- **DESCRIPTION OF THE TASK**
Every entry that follows must be written out exactly, apart from its pictures.

(Data records)
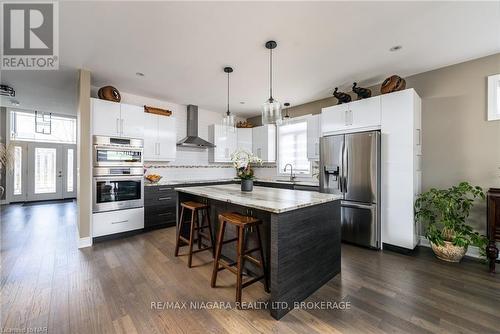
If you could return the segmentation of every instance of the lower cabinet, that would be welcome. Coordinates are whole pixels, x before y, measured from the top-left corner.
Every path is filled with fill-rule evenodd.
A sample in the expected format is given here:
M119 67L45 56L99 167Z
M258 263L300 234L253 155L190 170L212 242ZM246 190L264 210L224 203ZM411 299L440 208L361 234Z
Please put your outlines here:
M144 187L144 228L175 226L174 186Z
M293 183L254 181L253 184L254 184L254 186L258 186L258 187L293 189Z
M92 236L94 238L142 228L144 228L143 208L92 214Z

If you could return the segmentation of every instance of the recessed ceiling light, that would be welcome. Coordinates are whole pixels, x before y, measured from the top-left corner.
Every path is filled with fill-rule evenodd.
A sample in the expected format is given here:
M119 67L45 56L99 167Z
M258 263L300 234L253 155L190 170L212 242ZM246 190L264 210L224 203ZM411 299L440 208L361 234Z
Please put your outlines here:
M10 104L12 104L14 107L19 107L20 103L17 100L10 100Z
M135 75L137 75L138 77L143 77L144 73L142 73L142 72L135 72Z
M241 101L240 104L245 104L245 102Z
M401 45L395 45L393 46L392 48L389 49L389 51L391 52L394 52L394 51L399 51L401 50L403 47Z

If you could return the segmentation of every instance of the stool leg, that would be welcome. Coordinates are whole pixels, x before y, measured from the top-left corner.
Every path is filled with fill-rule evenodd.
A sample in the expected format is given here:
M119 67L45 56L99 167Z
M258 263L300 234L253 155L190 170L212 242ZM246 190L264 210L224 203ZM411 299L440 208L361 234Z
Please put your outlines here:
M210 282L210 286L215 288L217 284L217 273L219 272L219 259L222 251L222 243L224 240L224 230L226 229L226 222L219 218L220 227L219 227L219 237L217 239L217 247L215 250L215 259L214 259L214 269L212 271L212 281Z
M243 244L245 241L245 228L238 226L238 259L236 274L236 302L241 304L241 285L243 282Z
M200 236L200 233L201 233L201 230L200 230L200 227L203 223L200 224L200 212L198 210L195 210L195 226L196 226L196 241L197 241L197 244L198 244L198 249L201 249L201 236Z
M267 266L265 265L265 261L264 261L264 250L262 249L262 240L260 238L260 228L259 228L259 226L256 226L256 228L257 228L257 239L259 242L260 263L262 264L262 271L264 273L264 290L269 293L269 276L267 273Z
M181 215L179 217L179 225L177 226L177 241L175 242L175 256L179 256L180 236L182 225L184 222L184 207L181 206Z
M188 267L191 268L191 263L193 261L193 239L194 239L194 222L196 219L196 210L191 211L191 228L189 231L189 257L188 257Z
M212 246L212 257L215 257L215 242L214 242L214 235L212 232L212 222L210 221L210 213L208 212L208 209L205 209L205 221L206 224L208 225L208 235L210 236L210 245Z

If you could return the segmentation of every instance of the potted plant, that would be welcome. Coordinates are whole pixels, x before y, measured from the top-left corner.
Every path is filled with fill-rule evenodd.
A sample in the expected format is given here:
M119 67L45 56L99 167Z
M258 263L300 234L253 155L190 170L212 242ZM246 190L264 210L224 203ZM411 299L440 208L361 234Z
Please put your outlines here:
M241 179L241 191L253 190L252 164L262 165L262 159L245 150L238 150L231 154L231 161L236 168L236 176Z
M472 230L466 223L476 199L485 198L483 190L467 182L448 189L430 189L415 201L415 220L424 225L436 257L449 262L460 262L469 245L486 252L488 239Z

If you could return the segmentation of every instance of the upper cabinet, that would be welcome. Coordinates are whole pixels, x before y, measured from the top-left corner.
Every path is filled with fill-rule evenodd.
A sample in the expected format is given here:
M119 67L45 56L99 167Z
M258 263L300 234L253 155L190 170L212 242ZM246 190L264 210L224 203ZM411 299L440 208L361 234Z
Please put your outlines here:
M175 118L143 113L144 161L173 161L177 152Z
M321 134L379 129L380 119L380 96L331 106L321 111Z
M143 107L92 98L91 108L94 135L143 138Z
M142 138L144 136L144 107L120 104L122 137Z
M238 150L252 152L252 128L237 128L236 140Z
M237 150L237 133L220 124L208 127L208 141L215 145L208 151L210 162L231 162L231 154Z
M276 162L276 126L252 128L252 152L264 162Z
M320 115L307 117L307 159L319 160Z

- **REPLY**
If you could return the segmentation of every instance of the lower cabinet, that would be welcome. Coordinates are whole pixels, x before y, measured from the top-left corner.
Every path is filled with fill-rule evenodd.
A sample in the expected format is given here:
M119 67L45 56L99 167Z
M258 263L300 234L253 155L190 170L212 242ZM246 190L264 210L224 203ZM411 299L440 208L361 234Z
Please put your outlines here:
M144 187L144 228L175 226L174 186Z
M293 183L254 181L253 184L254 184L254 186L258 186L258 187L293 189Z
M92 236L94 238L142 228L144 228L143 208L92 214Z

If you could return the segmentation of every instance of the recessed ceiling light, that would be welcome. Coordinates are whole pixels, x before y, measured from the top-left corner.
Every path is filled with fill-rule evenodd.
A sample in the expected format is given here:
M119 67L45 56L99 167Z
M258 263L300 234L253 155L190 170L212 242ZM246 190L264 210L224 203ZM411 299L440 208L361 234Z
Please put your outlines here:
M10 104L12 104L14 107L19 107L20 103L17 100L10 100Z
M135 75L137 75L138 77L143 77L144 73L142 73L142 72L135 72Z
M241 101L240 104L245 104L245 102Z
M401 45L395 45L393 46L392 48L389 49L389 51L391 52L394 52L394 51L399 51L401 50L403 47Z

If you could return the segmentation of every instance of the stool leg, that would be welcome. Coordinates are whole pixels, x before y, measured from the top-left corner.
Every path is filled with fill-rule evenodd.
A sample in the expected format is given here:
M119 67L45 56L99 167Z
M258 263L300 234L253 155L190 170L212 242ZM246 190L264 210L224 203ZM411 299L440 208L361 234Z
Please put your outlines here:
M210 282L210 286L215 288L217 284L217 273L219 272L219 259L222 251L222 243L224 240L224 230L226 229L226 222L219 218L220 227L219 227L219 237L217 239L217 247L215 250L215 259L214 259L214 269L212 271L212 281Z
M243 244L245 241L245 228L238 226L238 259L236 274L236 302L241 304L241 285L243 282Z
M200 236L200 233L201 233L201 230L200 230L200 227L203 223L200 224L200 212L198 210L195 210L195 226L196 226L196 241L197 241L197 244L198 244L198 249L201 249L201 236Z
M267 266L265 265L265 261L264 261L264 250L262 249L262 240L260 238L260 228L259 228L259 226L256 226L256 228L257 228L257 239L259 242L260 263L262 264L262 271L264 273L264 290L269 293L269 276L267 273Z
M181 215L179 217L179 225L177 226L177 241L175 242L175 256L179 256L180 236L182 225L184 222L184 207L181 206Z
M188 267L191 268L191 263L193 261L193 239L194 239L194 222L196 219L196 210L191 211L191 228L189 231L189 257L188 257Z
M212 246L212 257L215 257L215 242L214 242L214 235L212 232L212 222L210 221L210 213L208 212L208 209L205 209L205 221L206 224L208 225L208 235L210 236L210 245Z

If you could return the segmentation of every instance of the potted plant, that would be welcome. Coordinates are whole pixels, x before y, measured from the top-left corner.
Every path is filled with fill-rule evenodd.
A sample in the expected format is given here:
M119 67L45 56L99 167Z
M258 263L300 234L253 155L190 170L212 242ZM246 190L264 210L224 203ZM411 299L440 208L361 234Z
Please put your outlines here:
M241 179L241 191L253 190L252 164L262 165L262 159L245 150L238 150L231 154L231 161L236 168L236 176Z
M472 230L466 223L476 199L485 198L483 190L467 182L448 189L430 189L415 201L415 220L424 225L436 257L449 262L460 262L469 245L486 252L488 239Z

If you could return the segmentation of every instance of the upper cabinet, that would be welcome. Coordinates are whole pixels, x before y, measured from the top-left corner.
Every path is filled with fill-rule evenodd.
A sample in the expected format is given here:
M119 67L45 56L99 167Z
M258 263L300 234L253 155L190 170L212 242ZM246 190L264 210L224 203ZM411 299L440 208L361 234Z
Please put your outlines here:
M175 118L143 113L144 161L173 161L177 152Z
M321 134L379 129L380 119L380 96L331 106L321 111Z
M143 107L92 98L91 108L94 135L143 138Z
M142 138L144 136L144 107L120 104L122 137Z
M238 150L252 152L252 128L237 128L236 140Z
M237 150L237 133L220 124L208 127L208 141L215 145L208 151L210 162L231 162L231 154Z
M276 162L276 126L252 128L252 152L264 162Z
M320 115L307 117L307 159L319 160Z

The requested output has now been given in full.